» Instruction a: Show every line of the rows below that contains the word "hooded".

» Page excerpt:
_ _ _ _ _

In View of the Centenary of the Establishment of the First Christian Mission in the South Island in 1840, of which Otakou was a major part, at the request of the Methodist Home Mission Board, Auckland, the question of the erection of a new church at Otakou to commemorate that event was discussed and approved at the April quarterly meeting of the Port Chalmers Methodist Church. The proposal was also discussed and unanimously approved at a meeting of the Maori people at Otakou in July, 1936.

At a meeting of the Methodist District Executive held in Dunedin in November, 1937, the proposal was introduced by the Rev. T. A. Pybus, who outlined the project. To enable the scheme to come under the Government National Centennial group of memorials, it was necessary to erect the building in Maori design. It would be fitting that a portion of the building should be set aside as a Sanctuary Museum to contain the tribal relics, curios, photographs of the chiefs and pioneers and historical documents. The speaker stated that he had consulted the Maori people at Otakou, that he had corresponded with the National Centennial Committee, Wellington, and with the Minister of Internal Affairs, the Hon. W. E. Parry, and there was a consensus of opinion that the church should commemorate the establishment of the first Christian Mission in the South Island and also the signing of the Treaty of Waitangi in 1840 by the Otakou chiefs, who were all adherents of the Wesleyan Mission and are buried in the Otakou Cemetery Reserve, the only exception being Tuhawaiki, who perished at sea. Mr. Pybus stressed the importance of the memorial inasmuch as the signing of the Treaty of Waitangi at Otakou had preceded the proclamation of the Sovereignty at Cloudy Bay and the hoisting of the British Flag at Akaroa.

The meeting approved the scheme and appointed the Rev. T. A. Pybus secretary and treasurer, and also convener of any associated committee. It further charged him with the collection of funds.

For the project, collections were taken up in all the Methodist churches in New Zealand, in many Bible classes and Sunday schools, in the various Associated Women's Missionary Auxiliaries in New Zealand and from among the Port Chalmers and Waitati Methodist Church Trusts and Ladies' Guilds. The following English Methodist page 147 laymen contributed—Sir M. Perks, Sir Thomas Rowbotham, Lord Stamp, Lord Wakefield, Lord Rochester, Hon. J. A. Rank, E. S. Lamplough, Esq., Rt. Hon. W. Jordan, High Commissioner for New Zealand, and also the Watkin family in Australia. The Otago Harbour Board subscribed £150 to the fund, the Dunedin Savings Bank £500, and the Koputai Maori Trust £100. Various Dunedin public bodies, business firms and individuals supported the project financially. Many subscriptions from interested people in various parts of New Zealand were received. The Government subsidised the scheme by granting £1 for every three pounds collected. Later a grant of £500 was given by the Methodist Centennial Thanksgiving Fund Committee.

_ _ _ _ _

» Instruction b: According to the passage about the Otakou memorial church, how did the Government subsidize the scheme?

_ _ _ _ _

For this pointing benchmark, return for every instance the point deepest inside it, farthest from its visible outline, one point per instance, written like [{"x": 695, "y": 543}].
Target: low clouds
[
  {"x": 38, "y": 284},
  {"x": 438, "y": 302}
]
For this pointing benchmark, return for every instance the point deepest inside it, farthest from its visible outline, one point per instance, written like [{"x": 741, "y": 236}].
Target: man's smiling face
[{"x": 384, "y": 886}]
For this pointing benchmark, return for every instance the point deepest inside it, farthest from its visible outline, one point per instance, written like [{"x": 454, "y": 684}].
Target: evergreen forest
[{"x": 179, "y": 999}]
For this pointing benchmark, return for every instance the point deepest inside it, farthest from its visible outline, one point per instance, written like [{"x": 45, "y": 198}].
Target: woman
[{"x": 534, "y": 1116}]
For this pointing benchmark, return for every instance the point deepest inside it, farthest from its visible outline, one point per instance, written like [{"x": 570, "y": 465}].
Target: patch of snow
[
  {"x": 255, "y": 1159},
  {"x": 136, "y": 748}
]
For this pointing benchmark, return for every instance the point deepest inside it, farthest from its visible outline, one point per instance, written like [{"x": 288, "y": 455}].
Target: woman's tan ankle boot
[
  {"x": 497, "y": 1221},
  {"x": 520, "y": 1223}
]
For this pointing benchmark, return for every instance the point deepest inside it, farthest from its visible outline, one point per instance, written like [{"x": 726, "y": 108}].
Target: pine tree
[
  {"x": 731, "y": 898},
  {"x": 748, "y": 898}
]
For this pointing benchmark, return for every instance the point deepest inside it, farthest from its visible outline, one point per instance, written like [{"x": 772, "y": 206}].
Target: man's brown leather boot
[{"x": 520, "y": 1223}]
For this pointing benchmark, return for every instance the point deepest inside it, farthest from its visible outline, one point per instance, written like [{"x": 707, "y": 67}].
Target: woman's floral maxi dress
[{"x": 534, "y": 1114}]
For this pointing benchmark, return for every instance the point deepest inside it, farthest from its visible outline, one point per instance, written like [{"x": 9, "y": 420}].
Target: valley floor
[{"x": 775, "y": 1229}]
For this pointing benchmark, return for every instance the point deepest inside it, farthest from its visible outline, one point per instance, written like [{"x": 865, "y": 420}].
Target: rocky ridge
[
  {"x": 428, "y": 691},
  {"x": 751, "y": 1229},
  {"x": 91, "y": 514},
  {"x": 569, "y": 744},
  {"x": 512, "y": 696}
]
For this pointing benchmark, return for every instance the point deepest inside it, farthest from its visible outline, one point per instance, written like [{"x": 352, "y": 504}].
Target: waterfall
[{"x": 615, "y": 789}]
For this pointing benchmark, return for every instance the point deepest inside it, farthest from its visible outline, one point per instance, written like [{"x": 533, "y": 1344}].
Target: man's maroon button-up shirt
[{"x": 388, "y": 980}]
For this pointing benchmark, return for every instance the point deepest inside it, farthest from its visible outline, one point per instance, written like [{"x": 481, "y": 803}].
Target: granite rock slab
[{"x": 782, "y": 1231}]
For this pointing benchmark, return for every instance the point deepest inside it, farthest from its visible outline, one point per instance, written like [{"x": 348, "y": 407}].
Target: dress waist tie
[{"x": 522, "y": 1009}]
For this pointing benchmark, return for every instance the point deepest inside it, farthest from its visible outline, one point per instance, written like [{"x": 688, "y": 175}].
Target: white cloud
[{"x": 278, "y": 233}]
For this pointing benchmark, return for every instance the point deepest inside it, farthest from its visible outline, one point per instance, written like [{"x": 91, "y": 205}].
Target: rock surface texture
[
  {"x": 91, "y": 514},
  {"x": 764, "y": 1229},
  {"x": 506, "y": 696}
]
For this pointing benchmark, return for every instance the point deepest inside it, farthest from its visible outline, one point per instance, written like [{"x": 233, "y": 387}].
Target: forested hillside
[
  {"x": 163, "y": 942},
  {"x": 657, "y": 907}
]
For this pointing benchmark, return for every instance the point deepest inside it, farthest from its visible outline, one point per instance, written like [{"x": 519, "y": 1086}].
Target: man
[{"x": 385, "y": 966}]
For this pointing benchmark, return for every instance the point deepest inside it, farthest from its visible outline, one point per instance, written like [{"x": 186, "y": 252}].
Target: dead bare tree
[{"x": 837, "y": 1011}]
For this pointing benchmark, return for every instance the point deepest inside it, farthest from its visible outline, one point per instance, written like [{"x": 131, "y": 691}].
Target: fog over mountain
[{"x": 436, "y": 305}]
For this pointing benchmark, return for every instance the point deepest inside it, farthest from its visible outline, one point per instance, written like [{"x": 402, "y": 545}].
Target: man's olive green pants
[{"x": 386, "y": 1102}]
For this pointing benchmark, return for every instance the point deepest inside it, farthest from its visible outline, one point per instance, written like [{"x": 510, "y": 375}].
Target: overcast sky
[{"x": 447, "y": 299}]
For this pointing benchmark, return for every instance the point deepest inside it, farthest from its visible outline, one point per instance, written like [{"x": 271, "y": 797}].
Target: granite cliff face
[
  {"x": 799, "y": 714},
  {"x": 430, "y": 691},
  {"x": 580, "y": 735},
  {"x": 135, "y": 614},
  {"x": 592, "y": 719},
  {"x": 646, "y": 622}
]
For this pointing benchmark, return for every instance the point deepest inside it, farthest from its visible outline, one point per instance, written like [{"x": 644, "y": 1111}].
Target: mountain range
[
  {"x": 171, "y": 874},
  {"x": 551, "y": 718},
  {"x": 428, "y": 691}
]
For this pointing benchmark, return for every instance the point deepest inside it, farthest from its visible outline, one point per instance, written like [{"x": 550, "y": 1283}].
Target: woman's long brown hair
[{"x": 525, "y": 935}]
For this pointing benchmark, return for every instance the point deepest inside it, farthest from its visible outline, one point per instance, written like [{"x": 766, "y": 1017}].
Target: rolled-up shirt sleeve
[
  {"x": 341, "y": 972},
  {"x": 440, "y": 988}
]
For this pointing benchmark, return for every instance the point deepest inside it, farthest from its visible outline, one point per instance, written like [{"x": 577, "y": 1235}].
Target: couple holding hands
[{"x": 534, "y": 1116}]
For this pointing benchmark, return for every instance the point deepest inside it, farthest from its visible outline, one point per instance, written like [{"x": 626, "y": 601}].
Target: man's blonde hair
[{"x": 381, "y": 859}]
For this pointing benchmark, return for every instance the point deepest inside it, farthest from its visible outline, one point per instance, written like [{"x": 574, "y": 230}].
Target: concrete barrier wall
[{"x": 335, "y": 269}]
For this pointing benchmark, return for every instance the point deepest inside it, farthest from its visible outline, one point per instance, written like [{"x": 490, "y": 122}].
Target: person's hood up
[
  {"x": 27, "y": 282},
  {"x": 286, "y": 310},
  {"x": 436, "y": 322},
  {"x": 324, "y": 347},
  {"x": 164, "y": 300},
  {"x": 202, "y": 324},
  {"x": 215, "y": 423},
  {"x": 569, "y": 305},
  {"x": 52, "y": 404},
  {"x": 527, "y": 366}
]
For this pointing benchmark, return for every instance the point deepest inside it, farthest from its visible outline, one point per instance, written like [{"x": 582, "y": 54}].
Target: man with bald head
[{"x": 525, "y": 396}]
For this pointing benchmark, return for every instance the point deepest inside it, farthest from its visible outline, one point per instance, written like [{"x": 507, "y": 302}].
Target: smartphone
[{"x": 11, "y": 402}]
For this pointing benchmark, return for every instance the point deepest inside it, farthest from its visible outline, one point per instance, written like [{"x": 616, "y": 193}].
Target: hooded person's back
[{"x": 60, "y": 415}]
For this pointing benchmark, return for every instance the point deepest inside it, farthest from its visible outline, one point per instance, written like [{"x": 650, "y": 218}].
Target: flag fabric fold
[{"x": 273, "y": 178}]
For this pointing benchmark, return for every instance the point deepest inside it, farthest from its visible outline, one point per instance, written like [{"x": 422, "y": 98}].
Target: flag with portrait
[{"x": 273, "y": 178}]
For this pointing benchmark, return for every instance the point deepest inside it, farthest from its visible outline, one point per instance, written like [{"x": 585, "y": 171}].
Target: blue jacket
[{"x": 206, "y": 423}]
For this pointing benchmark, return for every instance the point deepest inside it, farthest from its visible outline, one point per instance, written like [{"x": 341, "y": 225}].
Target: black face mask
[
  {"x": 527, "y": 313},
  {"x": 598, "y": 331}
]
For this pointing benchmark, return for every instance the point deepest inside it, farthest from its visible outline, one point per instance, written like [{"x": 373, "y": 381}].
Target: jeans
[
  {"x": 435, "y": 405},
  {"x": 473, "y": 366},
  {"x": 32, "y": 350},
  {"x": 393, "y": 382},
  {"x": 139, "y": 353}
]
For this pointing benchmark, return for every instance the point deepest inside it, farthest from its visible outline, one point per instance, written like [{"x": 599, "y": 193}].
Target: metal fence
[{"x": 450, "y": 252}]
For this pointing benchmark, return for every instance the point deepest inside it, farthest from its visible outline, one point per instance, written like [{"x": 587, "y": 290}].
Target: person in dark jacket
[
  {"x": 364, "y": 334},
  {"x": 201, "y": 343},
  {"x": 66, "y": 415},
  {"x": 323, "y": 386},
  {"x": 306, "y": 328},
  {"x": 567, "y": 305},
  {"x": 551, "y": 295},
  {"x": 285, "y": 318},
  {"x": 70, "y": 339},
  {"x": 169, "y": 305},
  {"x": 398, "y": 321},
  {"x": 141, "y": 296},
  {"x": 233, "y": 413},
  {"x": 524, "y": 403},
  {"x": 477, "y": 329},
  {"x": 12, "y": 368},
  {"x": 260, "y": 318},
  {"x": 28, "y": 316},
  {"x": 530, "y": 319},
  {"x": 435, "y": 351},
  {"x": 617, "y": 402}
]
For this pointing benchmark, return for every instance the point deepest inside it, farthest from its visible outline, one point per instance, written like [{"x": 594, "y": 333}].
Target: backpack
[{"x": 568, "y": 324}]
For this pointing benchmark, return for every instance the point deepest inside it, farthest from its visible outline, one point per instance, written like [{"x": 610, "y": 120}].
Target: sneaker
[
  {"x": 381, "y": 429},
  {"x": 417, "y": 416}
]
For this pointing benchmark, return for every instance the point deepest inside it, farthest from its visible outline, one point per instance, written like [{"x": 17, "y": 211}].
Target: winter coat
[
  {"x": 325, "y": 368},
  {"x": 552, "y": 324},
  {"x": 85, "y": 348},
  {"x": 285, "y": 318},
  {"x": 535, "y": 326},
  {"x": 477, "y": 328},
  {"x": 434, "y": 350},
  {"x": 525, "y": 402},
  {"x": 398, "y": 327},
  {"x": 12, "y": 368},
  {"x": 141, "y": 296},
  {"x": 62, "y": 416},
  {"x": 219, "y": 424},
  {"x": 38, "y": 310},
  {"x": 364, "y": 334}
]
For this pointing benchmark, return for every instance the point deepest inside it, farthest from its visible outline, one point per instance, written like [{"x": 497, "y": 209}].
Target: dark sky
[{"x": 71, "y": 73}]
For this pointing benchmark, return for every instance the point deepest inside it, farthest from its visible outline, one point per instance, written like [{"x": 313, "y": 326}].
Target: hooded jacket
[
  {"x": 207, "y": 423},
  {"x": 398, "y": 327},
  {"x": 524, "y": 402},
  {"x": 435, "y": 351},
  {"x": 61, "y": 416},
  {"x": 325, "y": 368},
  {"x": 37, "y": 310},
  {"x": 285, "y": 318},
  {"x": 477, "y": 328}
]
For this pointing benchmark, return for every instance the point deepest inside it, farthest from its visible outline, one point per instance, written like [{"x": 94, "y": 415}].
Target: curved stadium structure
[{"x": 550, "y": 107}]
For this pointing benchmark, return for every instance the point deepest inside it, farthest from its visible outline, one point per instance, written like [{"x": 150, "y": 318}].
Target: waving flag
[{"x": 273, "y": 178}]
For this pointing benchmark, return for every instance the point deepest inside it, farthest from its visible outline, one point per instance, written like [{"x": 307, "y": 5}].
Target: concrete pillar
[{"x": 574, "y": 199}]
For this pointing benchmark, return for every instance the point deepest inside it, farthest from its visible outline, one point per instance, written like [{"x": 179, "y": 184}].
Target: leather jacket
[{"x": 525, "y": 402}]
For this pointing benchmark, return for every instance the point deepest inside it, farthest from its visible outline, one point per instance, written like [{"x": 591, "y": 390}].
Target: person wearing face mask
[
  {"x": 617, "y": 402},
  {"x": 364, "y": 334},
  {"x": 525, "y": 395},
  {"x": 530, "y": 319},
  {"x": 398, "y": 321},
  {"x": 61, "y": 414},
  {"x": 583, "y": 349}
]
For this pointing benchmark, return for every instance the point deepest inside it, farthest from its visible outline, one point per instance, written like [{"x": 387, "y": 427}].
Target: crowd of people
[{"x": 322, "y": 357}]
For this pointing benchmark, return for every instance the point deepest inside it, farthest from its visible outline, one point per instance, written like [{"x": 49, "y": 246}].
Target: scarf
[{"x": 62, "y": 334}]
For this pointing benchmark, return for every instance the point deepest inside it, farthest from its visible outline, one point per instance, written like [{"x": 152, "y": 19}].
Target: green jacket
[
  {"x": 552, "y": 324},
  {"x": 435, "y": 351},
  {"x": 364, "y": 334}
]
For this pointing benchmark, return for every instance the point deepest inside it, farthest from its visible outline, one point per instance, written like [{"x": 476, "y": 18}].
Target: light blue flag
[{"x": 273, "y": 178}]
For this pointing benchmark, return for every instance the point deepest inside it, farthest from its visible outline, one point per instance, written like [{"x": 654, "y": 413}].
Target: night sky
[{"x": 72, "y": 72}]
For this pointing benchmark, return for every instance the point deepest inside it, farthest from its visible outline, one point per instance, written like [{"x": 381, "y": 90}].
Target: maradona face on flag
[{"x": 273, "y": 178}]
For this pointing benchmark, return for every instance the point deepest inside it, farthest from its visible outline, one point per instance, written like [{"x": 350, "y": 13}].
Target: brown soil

_ _ _ _ _

» Response a:
Target: hooded person's back
Target: hooded jacket

» Response b: It granted £1 for every three pounds collected.